Wireless backhaul can operate in frequency division duplex (FDD) mode with a pair of frequencies, one for each direction, or time division duplex (TDD) mode, sharing capacity between uplink / downlink directions.

The most effective technological solution will depend upon the backhaul requirements, which will include:

– The number of sites to connect

– Their location and accessibility

– Existing communication facilities at each site

– Traffic profiles (mean, peak, burstyness etc)

– Scalability over deployment lifetime

– Reliability and resilience

Furthermore there will of course be budgetary constraints and comparative equipment costs.

The solution is likely to evolve as requirements and technology changes and could include a combination of PtP, PtMP and mesh technologies.

A number of tasks will have to be undertaken:

– Selection of suitable architectures and topologies

– Selection of frequency bands

– Access to suitable spectrum

– Frequency planning and interference analysis

3.6.1.1 Selecting the Architecture


Each of the wireless backhaul types has strengths and weaknesses.
Figure 3.6.1.1-1: PtP Links


These use highly directional antenna to provide capacity between two fixed locations. They are very spectrally efficient and can provide very high data rates (up to a Gbps) and QoS (such as 99.999% availability).

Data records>
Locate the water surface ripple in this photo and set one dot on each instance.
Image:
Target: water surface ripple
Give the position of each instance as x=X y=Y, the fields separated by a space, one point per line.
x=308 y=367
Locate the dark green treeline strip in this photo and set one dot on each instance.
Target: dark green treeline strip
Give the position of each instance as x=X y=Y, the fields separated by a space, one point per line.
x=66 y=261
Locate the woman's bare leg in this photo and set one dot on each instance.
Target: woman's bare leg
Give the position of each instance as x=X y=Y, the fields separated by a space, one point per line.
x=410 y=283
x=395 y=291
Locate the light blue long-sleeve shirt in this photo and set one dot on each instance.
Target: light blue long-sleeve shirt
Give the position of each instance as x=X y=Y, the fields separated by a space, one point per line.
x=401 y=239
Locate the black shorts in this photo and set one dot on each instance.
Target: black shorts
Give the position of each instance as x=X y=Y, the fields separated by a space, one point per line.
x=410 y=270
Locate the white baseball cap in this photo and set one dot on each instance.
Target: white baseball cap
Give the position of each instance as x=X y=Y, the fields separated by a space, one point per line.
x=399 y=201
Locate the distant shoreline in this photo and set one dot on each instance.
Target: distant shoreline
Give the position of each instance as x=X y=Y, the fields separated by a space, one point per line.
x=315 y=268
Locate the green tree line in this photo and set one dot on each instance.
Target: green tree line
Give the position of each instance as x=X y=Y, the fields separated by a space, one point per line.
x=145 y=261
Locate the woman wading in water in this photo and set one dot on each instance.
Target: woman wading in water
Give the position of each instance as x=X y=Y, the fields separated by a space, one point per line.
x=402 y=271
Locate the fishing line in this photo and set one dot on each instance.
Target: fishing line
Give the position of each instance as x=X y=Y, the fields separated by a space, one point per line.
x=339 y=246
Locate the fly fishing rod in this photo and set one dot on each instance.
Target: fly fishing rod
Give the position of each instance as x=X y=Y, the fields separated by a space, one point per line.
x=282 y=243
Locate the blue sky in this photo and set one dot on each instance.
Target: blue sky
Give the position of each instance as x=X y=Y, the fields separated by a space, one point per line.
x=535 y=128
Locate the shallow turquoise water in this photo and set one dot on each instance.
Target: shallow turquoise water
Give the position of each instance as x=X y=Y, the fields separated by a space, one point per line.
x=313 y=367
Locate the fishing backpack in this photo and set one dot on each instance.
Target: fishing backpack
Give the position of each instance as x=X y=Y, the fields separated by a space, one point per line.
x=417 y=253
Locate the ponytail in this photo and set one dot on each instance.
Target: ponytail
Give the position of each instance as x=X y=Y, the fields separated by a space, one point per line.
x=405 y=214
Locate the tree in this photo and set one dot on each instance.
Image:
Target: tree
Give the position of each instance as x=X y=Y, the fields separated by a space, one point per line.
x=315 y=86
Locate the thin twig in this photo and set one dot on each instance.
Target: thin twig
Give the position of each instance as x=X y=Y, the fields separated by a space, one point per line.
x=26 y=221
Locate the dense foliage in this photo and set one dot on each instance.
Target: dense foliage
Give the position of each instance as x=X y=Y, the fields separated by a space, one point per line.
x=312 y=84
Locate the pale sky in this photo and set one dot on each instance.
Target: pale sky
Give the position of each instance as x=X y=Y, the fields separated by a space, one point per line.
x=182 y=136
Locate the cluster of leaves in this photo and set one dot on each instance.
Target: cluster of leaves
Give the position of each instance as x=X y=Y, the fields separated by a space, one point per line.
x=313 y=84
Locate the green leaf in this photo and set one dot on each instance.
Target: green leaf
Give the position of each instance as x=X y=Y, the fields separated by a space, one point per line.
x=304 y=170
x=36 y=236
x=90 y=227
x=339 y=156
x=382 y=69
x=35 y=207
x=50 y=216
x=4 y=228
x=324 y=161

TASK REQUIREMENTS>
**1.** Copy the passage from the wireless backhaul text from "3.6.1.1 Selecting the" up to and including "as 99.999% availability).".
**2.** Answer these questions using the wireless backhaul text:
(a) Which duplex mode shares capacity between the uplink and downlink directions?
(b) Which three technologies could the solution combine?
(c) What availability figure is given as an example of the QoS that PtP links can provide?

LIST OF SOLUTIONS>
**1.**
3.6.1.1 Selecting the Architecture


Each of the wireless backhaul types has strengths and weaknesses.
Figure 3.6.1.1-1: PtP Links


These use highly directional antenna to provide capacity between two fixed locations. They are very spectrally efficient and can provide very high data rates (up to a Gbps) and QoS (such as 99.999% availability).

**2.**
(a) Time division duplex (TDD) mode
(b) PtP, PtMP and mesh
(c) 99.999% availability